>> start DOCUMENT

Wednesday, 28 October 2015

CPEC


CPEC (The China-Pakistan Economic Corridor)
Faiza Rehman Khan

Introduction
Year in year out Pakistan and China are in strong economic and bilateral ties that enhanced the level of cooperation between the two countries. Pakistan has become China’s major trading partner in import as well as exports. The commercial bonds between the two have got to develop since 2006 after the signing of Free Trade Agreement (FTA).
According to Pakistan Economic Survey 2013-2014, The trade between China and Pakistan increased to US Dollar 9.2 billion fin 2012-13 from USD 4.1 billion in 2006-07.  On the other hand China’s export to Pak increased by one percent during the same period. Resultantly, China’s share in export increased to 10 percent during 2013-14 CPEC is envisaged as a key to strengthening of economic and trade cooperation between China and Pakistan. Pakistan has proved much interest after the Li Keqiang’s emphasis on constructing the CPEC on his visit to Pakistan in May 2013. The corridor is going to connect Kashgar in China to Gwadar Port in Balochistan making Gwadar fully functional deep-sea commercial port. The port will serve China to trade between China and Africa and Middle East. The corridor will cut the distance of 12000 kilometers that oil supplies from East now takes to get to Chinese port. 
According to China Daily, the CPEC will benefit South Asia to maintain economic integration and regional stability thus making it a ‘comprehensive development program’.  Physical infrastructure to be built are 2,700-kilometre highway from Kashgar to Gwadar via Khunjrab, for freight railways links between Gwadar and Khunjrab linking China and regional connectivity with Iran, Afghanistan and India, and the Karachi-Lahore motorway. The project will also undertake the revival and extension of the Karakorum road that connects Xinjiang with Pakistan's Gilgit–Baltistan and KPK. The CPEC, apart from links, the project envisions many economic zones, fast-track Energy implementation of power projects viz a viz CPEC, producing  21,690 with the assistance of China.  Baloch nationalists are of the view that such mega projects in Balochistan are not giving a ‘due share’ to Balochis which may arise as a major threat in future to either party of the bilateral project.

>> end DOCUMENT
>> start DATA SHOWN

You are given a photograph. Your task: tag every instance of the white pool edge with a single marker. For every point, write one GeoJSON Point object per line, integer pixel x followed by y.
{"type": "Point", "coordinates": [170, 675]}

>> end DATA SHOWN

STATED TASK A >> Pull out everything in the CPEC article from "CPEC (The China-Pakistan" down to "Trade Agreement (FTA).", word for word.
STATED TASK B >> Name every country mentioned in the CPEC article.
STATED TASK C >> Carry on the CPEC article from the point where it stops.

EXERCISE ANSWER A >>
CPEC (The China-Pakistan Economic Corridor)
Faiza Rehman Khan

Introduction
Year in year out Pakistan and China are in strong economic and bilateral ties that enhanced the level of cooperation between the two countries. Pakistan has become China’s major trading partner in import as well as exports. The commercial bonds between the two have got to develop since 2006 after the signing of Free Trade Agreement (FTA).

EXERCISE ANSWER B >> Pakistan, China, Iran, Afghanistan, India

EXERCISE ANSWER C >>
Geography of the CPEC
The CPEC is a huge project that will undertake the construction of highway and railway links running through most of Pakistan starting from Gwadar in Balochistan and culminating in Kashgar in western China, while passing through parts of Balochistan, Sindh, Punjab, Khyber Pakhtunkhwa provinces and Gilgit-Baltistan in northern Pakistan to reach the Khunjrab Pass and beyond to China.
Eastern alignment: Pakistan and China have decided to initially construct the eastern alignment of the corridor mainly due to two reasons: first, Chinese companies are reportedly willing to undertake the construction of the eastern alignment on a BOT (build-operate-transfer) basis, and secondly it is more secure compared to the western alignment planned earlier. The eastern alignment will run through only a few areas of Balochistan and KP province where the security situation is more volatile compared to other parts of the country. This change in original planning earned some criticism from parliamentarians in these two provinces who thought the new alignment will deprive their respective provinces of development and employment opportunities that the CPEC brings (The News, 2014).
Senators from KP and Balochistan during a meeting of the Senate Standing Committee on Finance held in June 2014 said that the new corridor alignment [eastern] excluded many areas of their provinces and the new route largely passed through the Punjab (Ibid). The Federal Minister for Planning and Development, Ahsan Iqbal informed the senators that investors were unwilling to construct the western route on a BOT basis. He said the government had decided to construct the relatively more secure eastern route first with Chinese assistance and that it had not abandoned the original western route, which would be constructed later
Politics and Economy

China is regarded as an “all-weather friend” and the history authenticated it as well, yet there are some variables that may influence Pakistan’s economic and political response capacity and to implement larger CPEC-project over longer time period. The major variables are:
1) Pakistan’s political stability and policy consistency;
2) The present situation of Pakistan’s economy and future scenarios.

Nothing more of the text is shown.